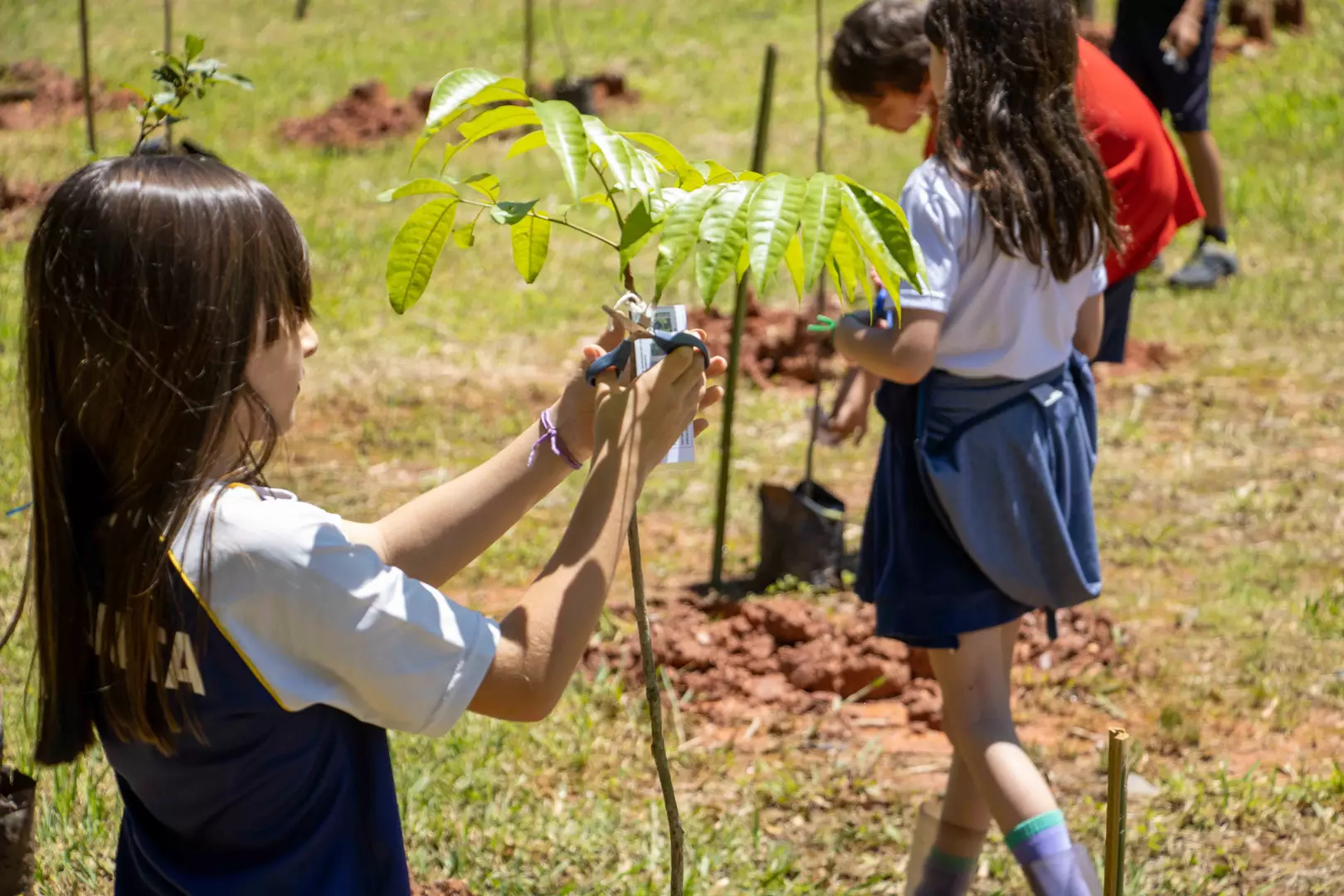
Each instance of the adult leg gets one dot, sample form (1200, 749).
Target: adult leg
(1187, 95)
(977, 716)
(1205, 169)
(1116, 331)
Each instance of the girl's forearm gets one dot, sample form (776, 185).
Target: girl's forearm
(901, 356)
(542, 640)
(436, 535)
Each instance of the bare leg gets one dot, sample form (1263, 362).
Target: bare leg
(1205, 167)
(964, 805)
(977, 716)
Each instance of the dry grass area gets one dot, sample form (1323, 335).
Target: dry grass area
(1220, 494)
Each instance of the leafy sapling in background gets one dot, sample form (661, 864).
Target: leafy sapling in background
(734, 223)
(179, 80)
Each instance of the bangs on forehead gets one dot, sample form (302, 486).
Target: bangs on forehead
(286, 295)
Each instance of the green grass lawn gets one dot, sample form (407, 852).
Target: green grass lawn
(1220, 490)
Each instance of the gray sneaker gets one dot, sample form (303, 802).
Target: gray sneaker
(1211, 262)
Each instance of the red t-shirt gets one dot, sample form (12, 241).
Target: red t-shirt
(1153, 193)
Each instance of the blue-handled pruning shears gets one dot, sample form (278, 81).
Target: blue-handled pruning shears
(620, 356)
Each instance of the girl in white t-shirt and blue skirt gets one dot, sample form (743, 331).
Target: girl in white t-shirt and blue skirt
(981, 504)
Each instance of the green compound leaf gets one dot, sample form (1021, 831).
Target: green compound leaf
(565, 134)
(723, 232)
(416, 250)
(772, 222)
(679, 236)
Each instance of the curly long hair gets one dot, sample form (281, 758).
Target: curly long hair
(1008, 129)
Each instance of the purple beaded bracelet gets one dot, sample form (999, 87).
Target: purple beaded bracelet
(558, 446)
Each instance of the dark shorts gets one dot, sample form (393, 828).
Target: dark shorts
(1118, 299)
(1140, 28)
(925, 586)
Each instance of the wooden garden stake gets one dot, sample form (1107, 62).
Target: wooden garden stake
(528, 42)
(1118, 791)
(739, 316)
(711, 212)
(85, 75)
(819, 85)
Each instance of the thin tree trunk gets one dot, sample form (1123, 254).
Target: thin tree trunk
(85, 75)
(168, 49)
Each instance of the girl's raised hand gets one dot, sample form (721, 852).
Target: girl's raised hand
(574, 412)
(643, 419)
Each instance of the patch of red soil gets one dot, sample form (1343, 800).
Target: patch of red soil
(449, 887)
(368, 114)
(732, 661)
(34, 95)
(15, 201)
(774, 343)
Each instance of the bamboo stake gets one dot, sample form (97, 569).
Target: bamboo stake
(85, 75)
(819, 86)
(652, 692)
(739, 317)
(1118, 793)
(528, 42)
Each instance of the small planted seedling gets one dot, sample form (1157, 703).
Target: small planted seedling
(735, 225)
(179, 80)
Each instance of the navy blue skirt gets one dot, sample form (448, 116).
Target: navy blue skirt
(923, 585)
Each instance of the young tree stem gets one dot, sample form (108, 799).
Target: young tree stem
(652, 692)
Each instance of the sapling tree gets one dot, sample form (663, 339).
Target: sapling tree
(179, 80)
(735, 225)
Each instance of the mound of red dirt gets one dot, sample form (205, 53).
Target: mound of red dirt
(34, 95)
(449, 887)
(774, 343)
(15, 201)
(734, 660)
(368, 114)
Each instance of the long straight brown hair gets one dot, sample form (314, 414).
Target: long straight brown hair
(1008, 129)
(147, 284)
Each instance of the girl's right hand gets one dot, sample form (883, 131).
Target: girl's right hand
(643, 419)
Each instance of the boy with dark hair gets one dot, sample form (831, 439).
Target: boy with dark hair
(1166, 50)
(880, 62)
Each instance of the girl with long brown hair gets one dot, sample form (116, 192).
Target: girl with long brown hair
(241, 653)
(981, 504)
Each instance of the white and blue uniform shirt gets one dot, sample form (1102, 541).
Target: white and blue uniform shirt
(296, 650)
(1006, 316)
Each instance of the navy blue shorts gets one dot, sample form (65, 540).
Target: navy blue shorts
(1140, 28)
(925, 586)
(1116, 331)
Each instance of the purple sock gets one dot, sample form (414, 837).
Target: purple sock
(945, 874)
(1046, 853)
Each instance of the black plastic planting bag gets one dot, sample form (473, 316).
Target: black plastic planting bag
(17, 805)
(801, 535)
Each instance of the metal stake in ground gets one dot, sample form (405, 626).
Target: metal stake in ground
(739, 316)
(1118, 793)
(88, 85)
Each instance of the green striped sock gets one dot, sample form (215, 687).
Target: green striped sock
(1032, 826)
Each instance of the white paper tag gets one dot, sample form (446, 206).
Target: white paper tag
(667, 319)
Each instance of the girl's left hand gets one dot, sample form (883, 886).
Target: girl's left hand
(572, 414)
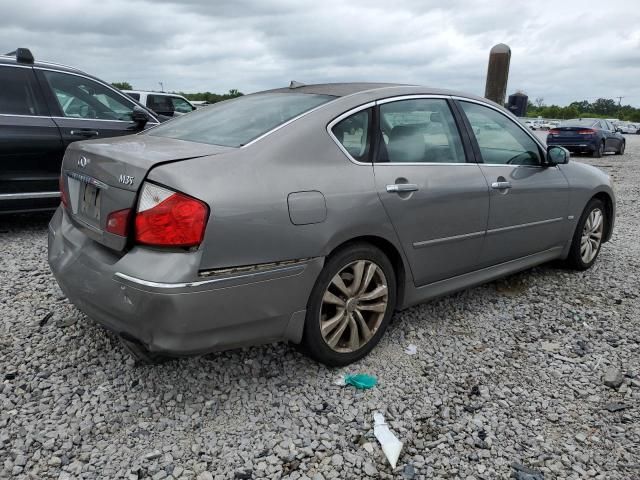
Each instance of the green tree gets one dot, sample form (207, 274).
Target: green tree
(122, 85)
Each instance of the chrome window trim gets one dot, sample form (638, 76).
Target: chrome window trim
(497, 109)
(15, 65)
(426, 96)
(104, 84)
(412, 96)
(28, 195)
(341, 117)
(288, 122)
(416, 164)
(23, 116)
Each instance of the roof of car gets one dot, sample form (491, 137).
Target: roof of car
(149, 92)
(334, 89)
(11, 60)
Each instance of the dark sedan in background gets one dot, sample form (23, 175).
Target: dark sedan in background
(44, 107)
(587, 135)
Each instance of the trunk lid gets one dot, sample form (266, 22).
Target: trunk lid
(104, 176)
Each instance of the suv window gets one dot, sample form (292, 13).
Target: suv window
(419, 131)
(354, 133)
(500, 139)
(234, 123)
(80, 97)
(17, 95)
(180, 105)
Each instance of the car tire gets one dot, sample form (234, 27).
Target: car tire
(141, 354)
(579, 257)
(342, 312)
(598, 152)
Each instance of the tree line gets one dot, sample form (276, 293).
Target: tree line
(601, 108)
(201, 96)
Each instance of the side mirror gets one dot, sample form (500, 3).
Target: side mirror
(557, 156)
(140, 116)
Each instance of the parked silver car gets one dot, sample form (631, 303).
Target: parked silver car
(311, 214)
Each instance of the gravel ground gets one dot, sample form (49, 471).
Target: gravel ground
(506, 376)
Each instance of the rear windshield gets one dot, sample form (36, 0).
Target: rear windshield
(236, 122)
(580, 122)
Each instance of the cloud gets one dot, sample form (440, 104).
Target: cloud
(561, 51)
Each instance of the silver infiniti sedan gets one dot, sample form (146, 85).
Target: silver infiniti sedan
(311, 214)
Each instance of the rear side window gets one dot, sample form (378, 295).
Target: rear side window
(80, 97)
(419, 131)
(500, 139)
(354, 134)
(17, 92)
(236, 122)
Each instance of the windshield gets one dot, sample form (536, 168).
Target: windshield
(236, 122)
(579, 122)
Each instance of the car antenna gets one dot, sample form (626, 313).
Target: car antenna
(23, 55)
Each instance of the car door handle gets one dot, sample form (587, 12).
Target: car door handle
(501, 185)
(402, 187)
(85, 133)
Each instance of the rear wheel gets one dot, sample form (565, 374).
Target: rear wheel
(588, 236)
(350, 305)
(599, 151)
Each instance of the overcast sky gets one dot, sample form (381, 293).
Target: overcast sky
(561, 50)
=====
§ **TASK DESCRIPTION**
Starting at the line containing "Each instance of the green grass" and ending at the line containing "(1153, 193)", format the material as a JSON list of strings with one string per line and any blank lines omitted.

§ **FULL OUTPUT**
[
  "Each instance of the green grass lawn gets one dot, sample form (407, 852).",
  "Target: green grass lawn",
  "(1220, 490)",
  "Each instance of the gray sneaker gets one dot, sample form (303, 802).",
  "Target: gray sneaker",
  "(1211, 262)",
  "Each instance of the red t-shirt gets one dot, sample form (12, 241).",
  "Target: red t-shirt",
  "(1153, 193)"
]